■ **Listed records**:
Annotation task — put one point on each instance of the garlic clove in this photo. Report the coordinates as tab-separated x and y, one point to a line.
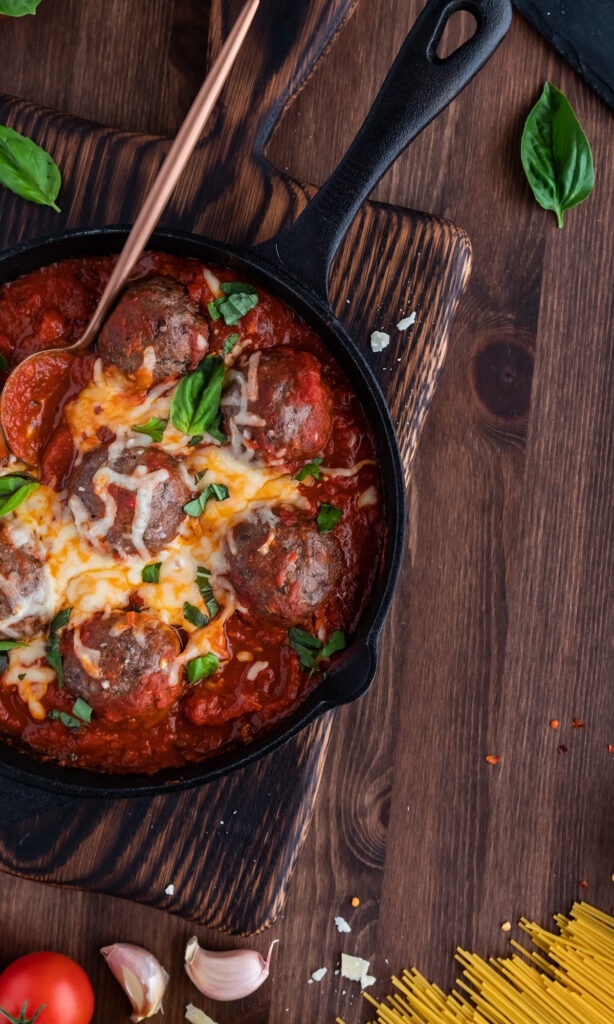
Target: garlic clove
227	975
140	975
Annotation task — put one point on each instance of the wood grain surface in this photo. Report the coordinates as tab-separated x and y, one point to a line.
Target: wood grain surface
503	617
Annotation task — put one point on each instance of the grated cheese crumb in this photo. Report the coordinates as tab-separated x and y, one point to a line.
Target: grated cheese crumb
379	341
406	322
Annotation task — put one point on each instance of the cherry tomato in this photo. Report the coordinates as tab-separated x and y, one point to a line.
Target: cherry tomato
47	988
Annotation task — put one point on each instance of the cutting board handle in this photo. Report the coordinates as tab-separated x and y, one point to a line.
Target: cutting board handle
418	87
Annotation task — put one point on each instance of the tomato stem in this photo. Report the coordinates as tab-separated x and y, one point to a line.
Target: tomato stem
23	1019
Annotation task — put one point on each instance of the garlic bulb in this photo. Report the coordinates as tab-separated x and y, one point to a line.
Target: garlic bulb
228	975
140	975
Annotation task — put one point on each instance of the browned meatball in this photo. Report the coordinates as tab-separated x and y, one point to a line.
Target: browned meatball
122	665
279	403
26	592
155	325
131	503
280	565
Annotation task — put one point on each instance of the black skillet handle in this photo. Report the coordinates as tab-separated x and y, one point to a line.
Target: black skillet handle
417	88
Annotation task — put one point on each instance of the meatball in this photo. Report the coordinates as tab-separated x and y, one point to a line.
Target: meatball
122	665
155	326
279	403
26	591
129	503
280	565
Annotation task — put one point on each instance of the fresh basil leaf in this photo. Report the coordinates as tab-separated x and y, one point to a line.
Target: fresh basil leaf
16	8
230	342
11	644
219	492
52	646
196	398
150	572
27	169
155	428
327	517
336	641
556	154
82	710
202	668
310	469
14	488
194	615
234	303
204	585
69	720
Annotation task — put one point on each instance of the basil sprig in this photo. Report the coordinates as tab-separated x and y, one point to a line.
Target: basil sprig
27	169
196	398
310	650
16	8
52	646
234	303
14	488
155	428
202	668
556	154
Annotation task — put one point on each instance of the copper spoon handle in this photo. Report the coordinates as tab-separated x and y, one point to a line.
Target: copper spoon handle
169	173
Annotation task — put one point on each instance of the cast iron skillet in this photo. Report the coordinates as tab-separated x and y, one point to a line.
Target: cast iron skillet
295	265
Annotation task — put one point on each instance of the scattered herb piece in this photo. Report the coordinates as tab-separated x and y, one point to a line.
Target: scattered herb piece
230	342
310	469
204	585
52	646
27	169
150	572
194	615
327	517
14	488
155	428
219	492
82	710
203	667
234	303
556	154
196	398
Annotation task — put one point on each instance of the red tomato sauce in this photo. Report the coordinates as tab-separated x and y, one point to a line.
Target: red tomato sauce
229	708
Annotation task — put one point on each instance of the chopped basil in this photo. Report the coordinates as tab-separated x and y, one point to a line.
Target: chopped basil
203	667
204	585
219	492
52	646
66	719
11	644
234	303
14	488
194	615
150	572
310	469
155	428
230	342
196	398
311	650
82	710
327	517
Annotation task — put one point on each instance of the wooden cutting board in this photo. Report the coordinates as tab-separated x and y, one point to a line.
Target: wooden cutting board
228	849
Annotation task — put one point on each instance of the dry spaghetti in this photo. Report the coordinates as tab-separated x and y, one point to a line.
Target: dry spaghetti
569	981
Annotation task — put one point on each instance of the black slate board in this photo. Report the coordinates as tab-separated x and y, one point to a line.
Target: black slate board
582	32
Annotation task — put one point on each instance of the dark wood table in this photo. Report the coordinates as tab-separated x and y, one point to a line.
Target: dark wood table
505	617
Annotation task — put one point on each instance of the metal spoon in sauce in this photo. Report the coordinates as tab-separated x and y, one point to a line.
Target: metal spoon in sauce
24	383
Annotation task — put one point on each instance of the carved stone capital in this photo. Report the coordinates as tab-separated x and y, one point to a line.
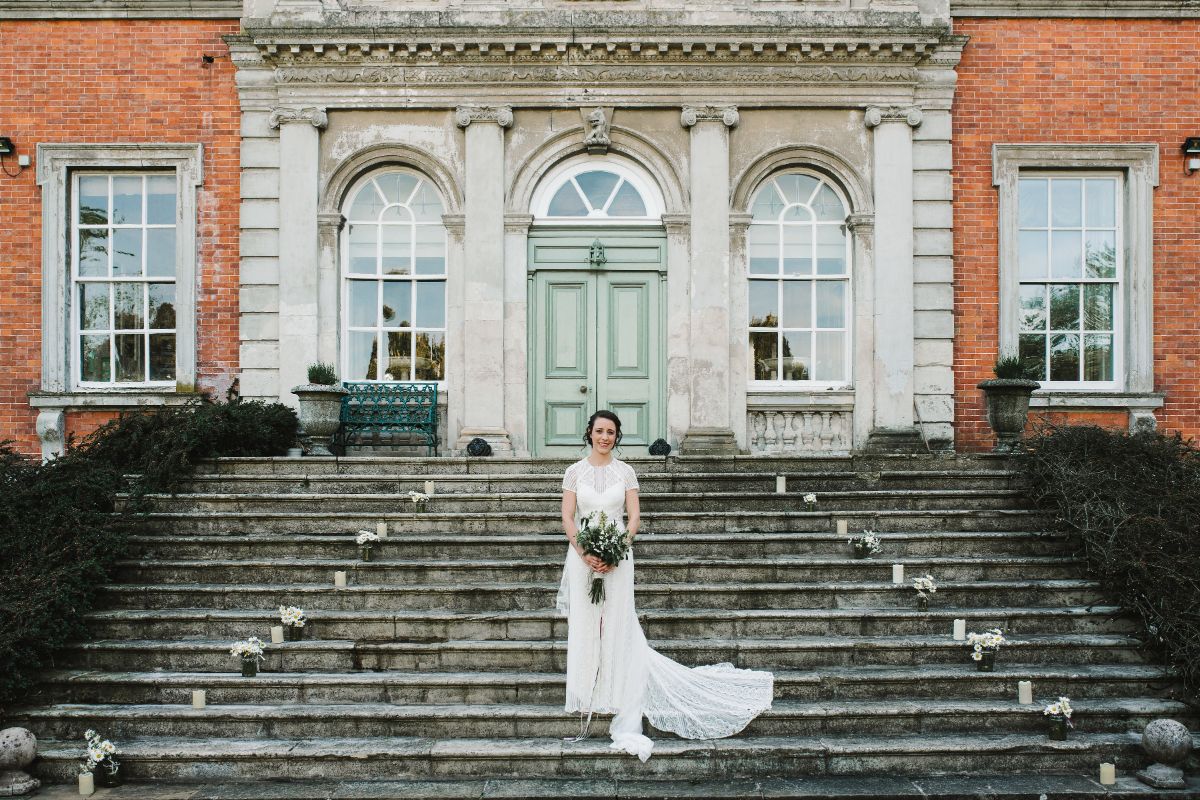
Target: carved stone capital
313	116
726	114
465	115
879	115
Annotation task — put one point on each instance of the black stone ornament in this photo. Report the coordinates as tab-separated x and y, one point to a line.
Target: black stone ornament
660	447
479	446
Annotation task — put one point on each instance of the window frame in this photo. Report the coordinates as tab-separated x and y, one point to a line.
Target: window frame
57	166
1138	166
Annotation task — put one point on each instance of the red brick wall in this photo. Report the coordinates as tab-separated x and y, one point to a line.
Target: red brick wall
1029	80
114	80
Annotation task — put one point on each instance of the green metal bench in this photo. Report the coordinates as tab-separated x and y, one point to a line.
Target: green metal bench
378	409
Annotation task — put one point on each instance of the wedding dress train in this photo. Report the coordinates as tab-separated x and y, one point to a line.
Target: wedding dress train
611	668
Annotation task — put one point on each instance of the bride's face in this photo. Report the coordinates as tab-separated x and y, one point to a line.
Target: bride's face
604	435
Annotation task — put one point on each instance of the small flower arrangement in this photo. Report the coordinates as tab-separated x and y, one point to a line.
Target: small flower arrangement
867	543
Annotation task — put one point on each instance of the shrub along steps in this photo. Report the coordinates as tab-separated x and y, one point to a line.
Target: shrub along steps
361	758
441	625
822	683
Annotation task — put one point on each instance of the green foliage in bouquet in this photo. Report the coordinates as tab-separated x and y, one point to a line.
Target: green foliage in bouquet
606	540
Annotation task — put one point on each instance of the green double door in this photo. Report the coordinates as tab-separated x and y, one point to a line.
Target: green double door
597	336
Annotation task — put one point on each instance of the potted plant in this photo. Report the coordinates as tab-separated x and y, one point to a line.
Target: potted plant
321	407
1060	719
293	623
102	761
1008	402
251	653
366	541
984	648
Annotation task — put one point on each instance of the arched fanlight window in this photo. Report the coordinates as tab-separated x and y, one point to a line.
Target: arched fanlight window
799	282
394	270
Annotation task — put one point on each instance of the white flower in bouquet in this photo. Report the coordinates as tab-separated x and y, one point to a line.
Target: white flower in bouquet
251	648
292	615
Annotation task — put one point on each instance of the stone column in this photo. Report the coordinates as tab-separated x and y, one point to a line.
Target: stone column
709	423
483	330
299	263
893	427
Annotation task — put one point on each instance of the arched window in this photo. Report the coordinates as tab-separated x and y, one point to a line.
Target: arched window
799	282
597	191
394	269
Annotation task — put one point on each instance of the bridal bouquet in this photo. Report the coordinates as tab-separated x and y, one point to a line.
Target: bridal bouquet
603	537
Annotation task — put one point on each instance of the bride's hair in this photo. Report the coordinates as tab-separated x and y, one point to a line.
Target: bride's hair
603	414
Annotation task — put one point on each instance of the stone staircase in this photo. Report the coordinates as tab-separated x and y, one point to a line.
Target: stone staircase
443	659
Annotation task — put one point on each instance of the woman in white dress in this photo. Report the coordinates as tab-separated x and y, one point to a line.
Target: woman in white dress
610	667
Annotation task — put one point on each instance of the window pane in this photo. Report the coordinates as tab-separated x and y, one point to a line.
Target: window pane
162	356
127	252
765	304
131	365
93	200
1098	306
1033	197
364	296
1102	254
1063	306
94	306
127	306
1032	352
765	352
431	304
361	356
127	199
162	307
831	304
797	250
1065	356
397	304
397	248
161	252
831	250
431	352
95	359
1102	203
797	356
161	199
1033	254
1067	203
1098	356
1033	307
431	250
363	250
831	356
400	356
763	245
797	304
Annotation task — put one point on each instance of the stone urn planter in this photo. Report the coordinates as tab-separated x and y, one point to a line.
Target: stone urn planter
321	414
1008	405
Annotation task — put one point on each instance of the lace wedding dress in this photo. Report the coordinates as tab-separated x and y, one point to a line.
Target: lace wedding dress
610	667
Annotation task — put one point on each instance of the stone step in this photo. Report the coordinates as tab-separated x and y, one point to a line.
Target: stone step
419	546
793	653
927	681
653	522
394	757
529	721
481	569
441	625
511	596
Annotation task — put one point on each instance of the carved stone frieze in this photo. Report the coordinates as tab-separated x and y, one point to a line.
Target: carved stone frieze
313	116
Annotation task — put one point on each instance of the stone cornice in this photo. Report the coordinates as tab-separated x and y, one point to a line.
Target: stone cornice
1079	8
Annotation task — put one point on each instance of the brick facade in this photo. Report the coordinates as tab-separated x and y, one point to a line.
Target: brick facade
1074	80
114	82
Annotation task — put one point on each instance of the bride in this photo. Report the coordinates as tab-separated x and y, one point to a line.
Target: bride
610	667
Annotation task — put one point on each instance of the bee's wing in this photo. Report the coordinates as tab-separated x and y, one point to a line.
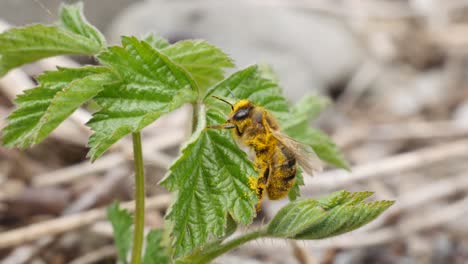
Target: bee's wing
305	156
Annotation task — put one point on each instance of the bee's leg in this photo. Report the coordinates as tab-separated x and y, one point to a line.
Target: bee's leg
262	184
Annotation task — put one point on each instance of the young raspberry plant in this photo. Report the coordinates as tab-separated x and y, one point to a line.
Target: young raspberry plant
143	79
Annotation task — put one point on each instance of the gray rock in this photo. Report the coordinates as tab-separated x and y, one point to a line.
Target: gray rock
308	50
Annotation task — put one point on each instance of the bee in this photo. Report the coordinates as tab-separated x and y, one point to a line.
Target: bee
276	154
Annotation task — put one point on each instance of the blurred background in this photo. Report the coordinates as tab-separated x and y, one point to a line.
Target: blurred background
395	71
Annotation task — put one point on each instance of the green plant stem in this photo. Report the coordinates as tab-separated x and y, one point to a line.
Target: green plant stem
139	219
213	251
195	115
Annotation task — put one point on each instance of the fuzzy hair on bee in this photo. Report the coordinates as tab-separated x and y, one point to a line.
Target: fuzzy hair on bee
276	155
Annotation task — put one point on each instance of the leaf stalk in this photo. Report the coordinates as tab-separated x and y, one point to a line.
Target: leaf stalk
139	219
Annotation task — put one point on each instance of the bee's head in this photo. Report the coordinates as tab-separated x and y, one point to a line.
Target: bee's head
240	111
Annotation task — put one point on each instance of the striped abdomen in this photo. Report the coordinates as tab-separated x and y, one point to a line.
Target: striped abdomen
282	172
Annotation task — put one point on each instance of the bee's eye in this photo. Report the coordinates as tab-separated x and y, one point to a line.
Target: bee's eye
241	114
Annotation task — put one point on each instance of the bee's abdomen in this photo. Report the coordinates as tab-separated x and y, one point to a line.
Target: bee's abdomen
283	173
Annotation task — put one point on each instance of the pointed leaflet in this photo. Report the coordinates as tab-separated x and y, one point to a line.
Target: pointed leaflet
156	41
338	213
203	61
121	221
246	84
155	253
149	85
41	109
23	45
211	179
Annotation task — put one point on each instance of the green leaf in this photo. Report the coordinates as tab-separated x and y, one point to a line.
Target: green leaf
156	41
203	61
211	180
121	221
155	253
149	85
72	19
330	216
23	45
41	109
295	192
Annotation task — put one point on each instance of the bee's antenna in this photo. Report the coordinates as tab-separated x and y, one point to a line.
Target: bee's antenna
222	100
230	91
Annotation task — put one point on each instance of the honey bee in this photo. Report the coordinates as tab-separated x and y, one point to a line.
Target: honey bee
276	154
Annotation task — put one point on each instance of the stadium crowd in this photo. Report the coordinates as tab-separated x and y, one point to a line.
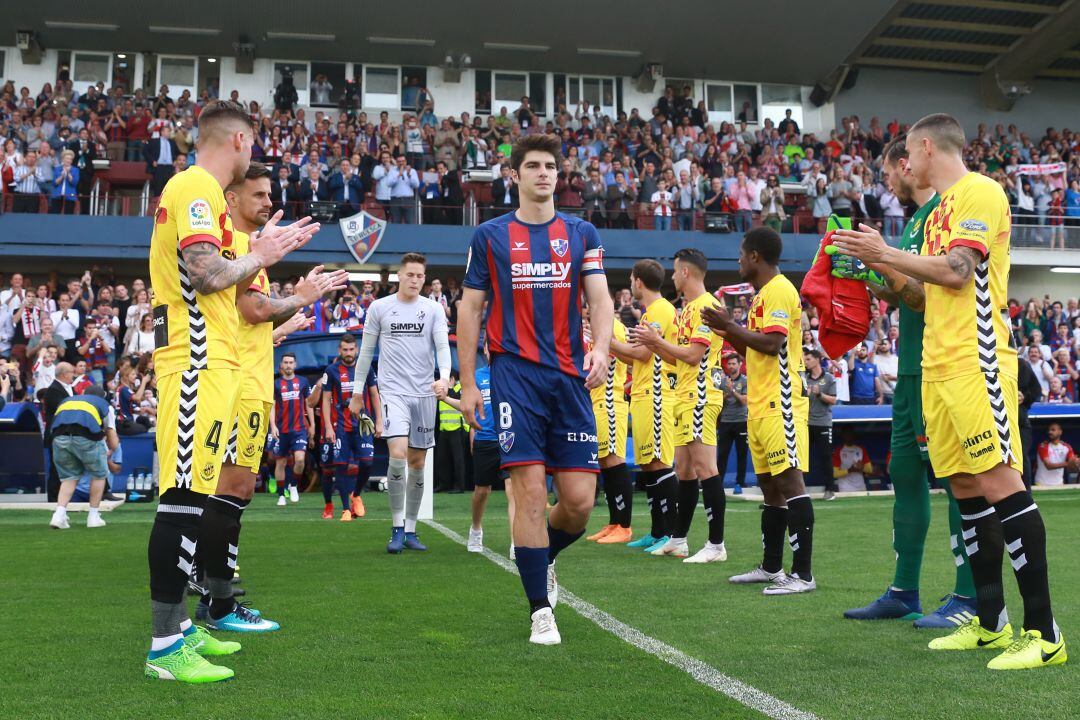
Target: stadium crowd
103	327
669	170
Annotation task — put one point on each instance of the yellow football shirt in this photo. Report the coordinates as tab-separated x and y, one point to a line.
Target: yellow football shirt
968	329
617	371
702	380
655	372
256	341
773	383
191	330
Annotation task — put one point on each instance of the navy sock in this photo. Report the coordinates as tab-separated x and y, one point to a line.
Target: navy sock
557	541
532	568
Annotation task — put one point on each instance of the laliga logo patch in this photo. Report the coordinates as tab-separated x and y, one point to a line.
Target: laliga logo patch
199	215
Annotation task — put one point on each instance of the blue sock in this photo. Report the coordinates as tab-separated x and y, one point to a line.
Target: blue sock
327	488
345	483
557	541
532	568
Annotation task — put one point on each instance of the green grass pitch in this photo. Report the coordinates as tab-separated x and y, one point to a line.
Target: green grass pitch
444	634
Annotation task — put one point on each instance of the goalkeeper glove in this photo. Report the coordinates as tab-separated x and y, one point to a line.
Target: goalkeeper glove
848	267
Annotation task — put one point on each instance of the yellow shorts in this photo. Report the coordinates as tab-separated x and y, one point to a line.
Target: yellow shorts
196	409
778	444
248	436
648	428
611	430
696	422
972	423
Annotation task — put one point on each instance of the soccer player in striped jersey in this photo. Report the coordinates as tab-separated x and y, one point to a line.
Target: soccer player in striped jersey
248	202
198	366
778	411
698	355
612	415
532	265
651	399
970	394
292	425
351	435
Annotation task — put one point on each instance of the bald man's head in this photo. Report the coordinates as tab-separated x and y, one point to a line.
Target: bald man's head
65	372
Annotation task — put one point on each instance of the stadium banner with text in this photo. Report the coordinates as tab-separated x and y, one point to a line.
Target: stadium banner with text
362	232
1037	168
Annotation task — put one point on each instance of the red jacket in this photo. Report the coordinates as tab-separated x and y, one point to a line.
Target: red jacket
844	306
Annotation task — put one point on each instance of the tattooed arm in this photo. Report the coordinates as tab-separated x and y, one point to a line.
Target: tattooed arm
953	270
210	272
258	308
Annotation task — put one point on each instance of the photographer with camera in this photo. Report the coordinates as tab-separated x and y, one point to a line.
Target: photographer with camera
285	96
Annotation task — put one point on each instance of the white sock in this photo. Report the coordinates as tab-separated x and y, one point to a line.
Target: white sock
161	643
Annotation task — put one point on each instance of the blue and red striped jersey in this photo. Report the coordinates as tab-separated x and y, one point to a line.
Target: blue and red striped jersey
532	275
338	381
288	407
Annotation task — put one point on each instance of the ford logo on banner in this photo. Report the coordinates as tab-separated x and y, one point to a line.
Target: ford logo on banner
362	233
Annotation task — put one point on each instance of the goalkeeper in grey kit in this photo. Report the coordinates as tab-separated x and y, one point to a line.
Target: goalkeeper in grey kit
413	339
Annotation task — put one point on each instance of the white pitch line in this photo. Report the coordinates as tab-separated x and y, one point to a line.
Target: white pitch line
698	670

■ **What is asked**: Transcribe exactly the line containing "the red jacket" and all remaining lines of the material, ending with the last one.

■ **Solved exercise**:
Annotation task — put one point on each instance of the red jacket in this photo. Report the coordinates as tab-separated x and y, one point to a line.
Target: red jacket
844	306
Annotation task — put one point on each instance of the tattooed arm in this photo. Report the coordinates as tab-separated x and y, one point to a line.
Target: tattooed arm
953	270
210	272
258	308
Annotation task — put one point on each instance of the photographer with camera in this photo. Report the coordinates as tab-separated x and y, one point to a line.
Target: photographer with camera
285	96
Annotation task — put one point on each instance of the white sock in this photo. Report the coordinates as tab-separated x and y, one point to a line.
Target: white sock
161	643
Annotation task — put one point on each instance of the blue and red striped jersey in this photo. Report the coordinates as tab-separated x and y, one point to a line.
Target: blue and red striped jersey
532	275
338	381
288	407
Annotation task — put one point on each instance of the ford logo on banner in this photo. Report the coordinates as tab-separated x and y, one point to a line.
Target: ford logo on banner
362	233
Annotation task — put one point on each instance of the goalkeeper in grey kit in this photo. Report the coordinates as tab-separated x and y, one point to a line.
Target: goalkeeper in grey kit
413	339
Annotation task — put one point on each instance of the white pitch line in this photo. Report the coordinates as tab-separated x and y, one point to a line.
Target: white pitch line
698	670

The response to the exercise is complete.